*INSTRUCTIONS FOR THE TASK*
Print these lines again word for word.

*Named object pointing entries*

━━━━

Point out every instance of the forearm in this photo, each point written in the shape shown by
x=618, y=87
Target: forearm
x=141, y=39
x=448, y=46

━━━━

*THE RESPONSE*
Point out every instance of the forearm in this photo, each point written in the shape shown by
x=618, y=87
Target: forearm
x=141, y=39
x=448, y=46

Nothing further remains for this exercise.